[Records for this exercise Boundary: Start]
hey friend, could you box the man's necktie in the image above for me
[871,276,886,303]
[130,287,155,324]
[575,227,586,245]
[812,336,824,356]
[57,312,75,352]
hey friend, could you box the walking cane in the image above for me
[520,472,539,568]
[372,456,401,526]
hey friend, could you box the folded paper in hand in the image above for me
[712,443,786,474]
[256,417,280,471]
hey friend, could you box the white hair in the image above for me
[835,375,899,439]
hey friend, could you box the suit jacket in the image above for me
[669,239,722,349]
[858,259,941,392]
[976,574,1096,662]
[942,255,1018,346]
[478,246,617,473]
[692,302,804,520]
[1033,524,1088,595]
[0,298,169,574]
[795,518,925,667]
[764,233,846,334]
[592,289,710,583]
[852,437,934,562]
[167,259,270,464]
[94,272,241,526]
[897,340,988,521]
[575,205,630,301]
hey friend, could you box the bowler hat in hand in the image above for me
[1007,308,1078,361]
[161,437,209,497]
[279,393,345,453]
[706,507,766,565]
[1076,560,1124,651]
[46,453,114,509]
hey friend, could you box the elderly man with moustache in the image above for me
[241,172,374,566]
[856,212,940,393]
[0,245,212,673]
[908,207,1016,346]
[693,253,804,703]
[Records for this exercise Boundary: End]
◆ **Work instruction**: All lines starting at the one holding "hey friend, could you box the bowler" and ending at the last line above must be output exactly, and no other line may appear.

◆ **Exercise output**:
hey friend, could you box the bowler hat in hand in the image above for me
[1007,308,1078,361]
[161,437,209,497]
[279,393,345,453]
[706,507,766,565]
[1076,560,1124,651]
[46,453,114,509]
hey friend, could you box the elderly man with moustache in the image above for me
[241,172,374,566]
[856,212,940,393]
[0,245,212,673]
[908,207,1016,346]
[693,253,804,703]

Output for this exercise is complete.